Description of the task:
Leave out any picture and return the remaining listing below exactly as given.
[Begin Data shown]
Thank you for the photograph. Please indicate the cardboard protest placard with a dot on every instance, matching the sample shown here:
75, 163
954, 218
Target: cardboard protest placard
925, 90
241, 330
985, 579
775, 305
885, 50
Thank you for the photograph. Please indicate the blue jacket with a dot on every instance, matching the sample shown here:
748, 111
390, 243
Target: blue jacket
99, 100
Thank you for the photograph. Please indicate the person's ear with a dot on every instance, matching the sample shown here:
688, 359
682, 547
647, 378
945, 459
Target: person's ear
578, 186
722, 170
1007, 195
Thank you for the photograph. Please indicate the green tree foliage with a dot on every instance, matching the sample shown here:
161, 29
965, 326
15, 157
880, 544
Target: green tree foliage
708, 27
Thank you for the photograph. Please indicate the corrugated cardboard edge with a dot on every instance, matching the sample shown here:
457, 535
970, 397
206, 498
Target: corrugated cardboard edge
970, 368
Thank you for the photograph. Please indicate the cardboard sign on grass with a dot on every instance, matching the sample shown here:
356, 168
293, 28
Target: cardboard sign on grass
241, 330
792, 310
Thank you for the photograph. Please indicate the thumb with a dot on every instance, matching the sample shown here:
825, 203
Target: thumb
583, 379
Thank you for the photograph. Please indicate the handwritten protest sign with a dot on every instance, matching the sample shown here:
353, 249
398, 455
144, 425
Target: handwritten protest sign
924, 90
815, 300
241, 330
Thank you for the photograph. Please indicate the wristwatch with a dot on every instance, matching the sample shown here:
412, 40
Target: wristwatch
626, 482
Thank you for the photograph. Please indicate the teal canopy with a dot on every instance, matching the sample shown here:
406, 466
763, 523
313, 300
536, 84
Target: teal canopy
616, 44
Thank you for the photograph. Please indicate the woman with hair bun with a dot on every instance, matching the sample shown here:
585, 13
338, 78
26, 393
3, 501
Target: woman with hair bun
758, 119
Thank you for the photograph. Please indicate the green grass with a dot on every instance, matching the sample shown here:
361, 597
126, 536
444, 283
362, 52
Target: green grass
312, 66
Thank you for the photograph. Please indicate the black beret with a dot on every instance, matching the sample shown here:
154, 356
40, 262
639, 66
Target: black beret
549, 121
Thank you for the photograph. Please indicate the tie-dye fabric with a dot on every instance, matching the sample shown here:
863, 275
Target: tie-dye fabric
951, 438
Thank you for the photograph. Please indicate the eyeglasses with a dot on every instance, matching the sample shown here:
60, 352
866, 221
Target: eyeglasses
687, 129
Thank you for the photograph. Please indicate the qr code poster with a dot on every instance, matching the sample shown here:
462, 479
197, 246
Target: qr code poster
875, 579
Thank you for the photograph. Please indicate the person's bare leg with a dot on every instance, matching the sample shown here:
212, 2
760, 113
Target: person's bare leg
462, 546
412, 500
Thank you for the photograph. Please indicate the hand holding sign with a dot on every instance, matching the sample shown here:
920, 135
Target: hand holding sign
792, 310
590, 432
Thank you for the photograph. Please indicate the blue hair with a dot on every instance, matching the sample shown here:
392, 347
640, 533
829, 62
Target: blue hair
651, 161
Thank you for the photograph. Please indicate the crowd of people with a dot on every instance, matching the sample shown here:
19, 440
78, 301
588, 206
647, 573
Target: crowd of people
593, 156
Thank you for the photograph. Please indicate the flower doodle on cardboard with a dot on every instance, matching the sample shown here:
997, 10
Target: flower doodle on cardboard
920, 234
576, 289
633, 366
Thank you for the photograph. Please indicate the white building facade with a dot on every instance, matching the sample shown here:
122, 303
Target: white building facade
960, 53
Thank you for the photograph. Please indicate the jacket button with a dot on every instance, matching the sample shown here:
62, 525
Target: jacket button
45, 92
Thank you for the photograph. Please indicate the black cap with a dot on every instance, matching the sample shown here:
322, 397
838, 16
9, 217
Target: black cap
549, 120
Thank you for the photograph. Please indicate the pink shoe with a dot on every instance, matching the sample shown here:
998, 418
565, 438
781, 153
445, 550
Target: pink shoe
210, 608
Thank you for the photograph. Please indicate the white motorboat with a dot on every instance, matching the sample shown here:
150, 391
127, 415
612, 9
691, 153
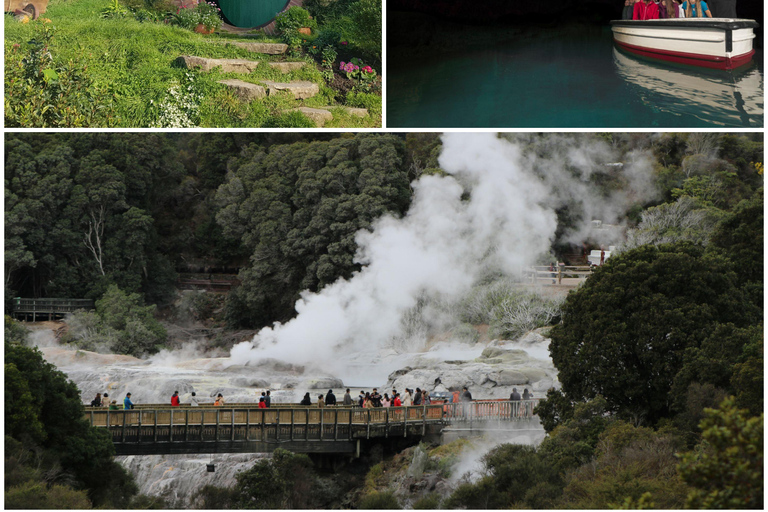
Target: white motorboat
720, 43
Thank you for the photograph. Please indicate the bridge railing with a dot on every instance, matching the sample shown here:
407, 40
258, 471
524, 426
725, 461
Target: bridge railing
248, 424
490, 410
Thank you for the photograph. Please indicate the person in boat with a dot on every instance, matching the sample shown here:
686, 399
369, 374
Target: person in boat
[End Data shown]
Task output:
Thank you for the photograph. Please indicate the cardboard protest placard with a dot on every instance, matching the sample shown here:
75, 163
954, 218
Target: cardboard protest placard
925, 90
241, 330
985, 579
775, 305
885, 50
Thank you for the photograph. Please indicate the blue jacket with a dot on every instance, matching the sample shown here:
748, 111
390, 243
Target: blue jacket
99, 100
Thank you for the photograph. Please indicate the person's ear with a dot on every instance, matching the sample shown here:
688, 359
682, 547
647, 378
945, 459
Target: person's ear
578, 186
722, 170
1007, 195
Thank you for the photograph. Please indicate the green tree foliage with a dot on every instance, matching the sample shown here:
161, 29
965, 326
15, 157
880, 544
Target: green tree foliage
708, 27
Thank you for the photograph. Please indicate the corrugated cardboard edge with a dot on every instance, matching the sample shown here:
457, 535
970, 397
206, 498
Target: corrugated cardboard edge
970, 368
Thank you for the photograph. Please indicate the cardboard sign on grass with a dot on every instance, matching the sample shown here:
356, 168
293, 28
Target: cardboard sign on grass
241, 330
792, 310
Thank you for the photograph. Please indicate the thumb with a dot on every instance, matching the sample shown here:
825, 203
Target: thumb
583, 379
Thank you for the photograph. Please indicate the handwritten protest sign with a dot on every instance, matching the sample shown here:
353, 249
398, 455
144, 425
Target: handwritten protest sign
924, 90
815, 300
241, 330
Thank you for the photograph. Please indicate the wristwatch with a dot on every instance, matching the sample shown here:
412, 40
Target: wristwatch
626, 482
Thank you for the photograph. Please indicate the teal canopy with a dot on every instance, matching the sample shown here:
406, 466
763, 523
313, 300
536, 84
Target: teal canopy
616, 44
Thank you for the photograph. Please indicate the woman with hair bun with a dot on every instance, matching the sample shown here:
585, 13
338, 78
26, 393
3, 501
Target: woman with hair bun
758, 119
Thank you for the photograph. Please indicate the green grass with a dot on every instance, matching the sample shown here:
361, 597
126, 536
444, 283
362, 52
Target: green grass
312, 66
Thank you for the photograph. Please indicate the black beret with a dot on every instance, matching the sample shown here:
154, 356
40, 262
639, 66
Target: black beret
549, 121
Thank you for the photograph. Please indicate the tie-dye fabric with a dot on every instance, matching the sample shown here:
863, 275
Target: tie-dye fabric
951, 438
Thank you for the photograph. Please indicate the eyeglasses with a dot on every instance, matching the sample shown here:
60, 352
866, 221
Target: eyeglasses
687, 129
Thank you for the photograph. Please indicate the qr code poster with a dot on every instance, matching the sample shown here:
462, 479
197, 246
Target: qr code poster
875, 579
Thank you for the photograph. Please indicate the person's bare leg with a dot on every instance, matching the sample shown here:
212, 2
760, 113
Target: person's bare leg
462, 546
412, 500
Thank you for the photograph. Please indicate the hand holding sign with a dot on every instance, matching the sample shown here:
920, 135
Target: hand holding sign
792, 310
590, 432
Thank you for the photograph. Please indicate the blue hair with a dot on every instance, matching the sample shown here:
392, 347
640, 533
829, 62
Target: blue hair
651, 161
Thank you for the photograph. Please indicate the crowd of people with a dot on every instance, matching the sample shown here:
19, 440
78, 301
588, 206
647, 573
Target: crowd of people
593, 156
Thank you for the photograph. Please indicate the flower doodle on cardboard with a dot on every instance, matching the sample shown here:
997, 10
Target: flower doodle on cardboard
920, 234
576, 289
633, 366
Thank you for the photograph. Please indicate the white building facade with a dot on every instance, matching the sample shown here:
122, 303
Target: white building facade
960, 53
Thank you for the photograph. Please indicate the jacket button with a dot on every instance, matching the sample shown here:
62, 525
Target: jacket button
45, 92
Thank you for the photograph. Please indicate the black cap with a dot on every instance, matching the sample shown here:
322, 397
838, 16
9, 217
Target: black cap
549, 120
Thank you for the photograph. Please indicate the pink shoe with a dot on every instance, matching the sample shown here:
998, 418
565, 438
781, 153
445, 550
Target: pink shoe
210, 608
Thank you for the photograph. Please indicate the white motorboat with a dot on every instance, matching the sample shown here:
150, 391
127, 415
612, 9
691, 153
Target: white motorboat
720, 43
Thank you for the photograph. Please indicate the bridge railing with a dot on every instance, matching the sample shown here:
407, 40
258, 471
524, 426
725, 461
Target: bridge railing
248, 424
490, 410
Thank you for the photograph. Please indicate the person in boat with a dot on every instance, matching the sample shown here:
686, 399
369, 374
Target: person in boat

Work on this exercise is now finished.